→ **DATA FOR REVIEW**

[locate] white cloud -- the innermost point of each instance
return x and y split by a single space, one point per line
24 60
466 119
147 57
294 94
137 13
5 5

→ **PROBLEM**
Please repeat the material exactly as it appears above.

→ **ANSWER SPACE**
[locate] white cloud -- the innermost point of each instance
return x and y split by a single space, one point per line
24 60
466 119
147 57
294 94
137 13
5 5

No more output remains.